## PAGE TEXT
^^^^^^^^^^^^^^^^

Effective asset protection will discourage lawsuits and offer security against future creditors. It will also allow landlords, doctors and other professionals to reduce the amount of liability insurance they must carry to normal, affordable levels of coverage.
VI. Looking Ahead to 2009
The current state of the economy, the election of a new President, as well as other recent changes, make 2009 a pivotal year for taxpayers:
A. Tax Increases
The new presidential administration is likely to raise income and capital gains taxes for the coming year. It may also amend the tax laws to eliminate some favorable tax planning strategies. Clients are therefore advised to engage in tax planning now, in order to have the benefit of “grandfathering” current beneficial tax strategies before changes in the tax law. Further, with the current estate tax structure set to expire in 2010, changes are inevitably on the horizon. For many taxpayers, the impact may be significant. We can help explain these changes, how they may effect your specific situation, and how to legally minimize your taxes.
There are various steps that taxpayers should consider now for maximum tax minimization, such as:
1. Sell appreciated property before loss of capital gains treatment and avoid tax via Charitable Remainder Trusts and international tax planning strategies (e.g. tax advantaged foreign annuities and foreign private placement life insurance).
2. Convert 401(k)s to Charitable Remainder Unitrust IRAs before the new administration taxes 401(k)s, which is expected.
3. Clients should also consider, if possible, taking income in 2008, rather than deferring income to 2009 with its likely higher tax rates. As a corollary, clients may wish to defer losses to 2009 to offset expected 2009 income at higher tax rates.
4. Engage in income tax planning via tax complaint strategies that take advantage of favorable reciprocal tax treaties before the new administration raises taxes.
Please call our office to discuss any of these tax minimization strategies.

^^^^^^^^^^^^^^^^

## DATASET EXCERPT
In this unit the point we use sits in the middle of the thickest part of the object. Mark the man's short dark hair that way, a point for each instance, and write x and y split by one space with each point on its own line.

^^^^^^^^^^^^^^^^

## LIST OF TASKS
a: In the 2009 tax planning text, print everything from "There are various" down to "at higher tax rates.".
b: Rewrite the paragraph of the 2009 tax planning text that begins "The new presidential administration is likely" as a short bulleted list that keeps its main facts.
c: Go on with the 2009 tax planning text from the point where it stops.

## ANSWERS GIVEN
a:
There are various steps that taxpayers should consider now for maximum tax minimization, such as:
1. Sell appreciated property before loss of capital gains treatment and avoid tax via Charitable Remainder Trusts and international tax planning strategies (e.g. tax advantaged foreign annuities and foreign private placement life insurance).
2. Convert 401(k)s to Charitable Remainder Unitrust IRAs before the new administration taxes 401(k)s, which is expected.
3. Clients should also consider, if possible, taking income in 2008, rather than deferring income to 2009 with its likely higher tax rates. As a corollary, clients may wish to defer losses to 2009 to offset expected 2009 income at higher tax rates.

b:
- The new presidential administration is likely to raise income and capital gains taxes for the coming year and may amend the tax laws to eliminate some favorable tax planning strategies.
- Clients are advised to do tax planning now so that current beneficial strategies can be "grandfathered" before the tax law changes.
- The current estate tax structure is set to expire in 2010, so changes are inevitable, and the impact may be significant for many taxpayers.
- The firm can help explain these changes, how they may affect a client's specific situation, and how to legally minimize taxes.

c:
B. Offshore Changes
1. Deterring the Use of Offshore Jurisdictions for Tax Evasion
In 2007, Senator Carl Levin, together with then-Senator Obama, presented a bill to the Senate to prevent tax shelter abuses and increase disclosure requirements for assets held in many offshore jurisdictions. With Obama set to take office in January 2009, it is very possible that this proposed measure could gain the support required to become law. However, since our firm has long counseled complete transparency and proper disclosure with respect to foreign asset protection planning, our current and prospective clients will not be adversely effected if such laws are passed by the incoming administration.
2. Liechtenstein Announces Intent to Cooperate in Tax Matters
Finally, 2008 brought with it an announcement from the Liechtenstein government that it is willing to cooperate in tax matters involving other countries and that it has renegotiated its Mutual Legal Assistance Treaty with the U.S.. Again, since our firm has always advised our clients to follow tax-compliant asset protection and tax planning strategies and to avoid strategies based on merely “hiding” assets, none of our clients will be negatively impacted by Liechtenstein’s change in policy.
We at Rubinstein & Rubinstein, LLP wish you a happy and healthy holiday season and a happy, prosperous and well-protected new year.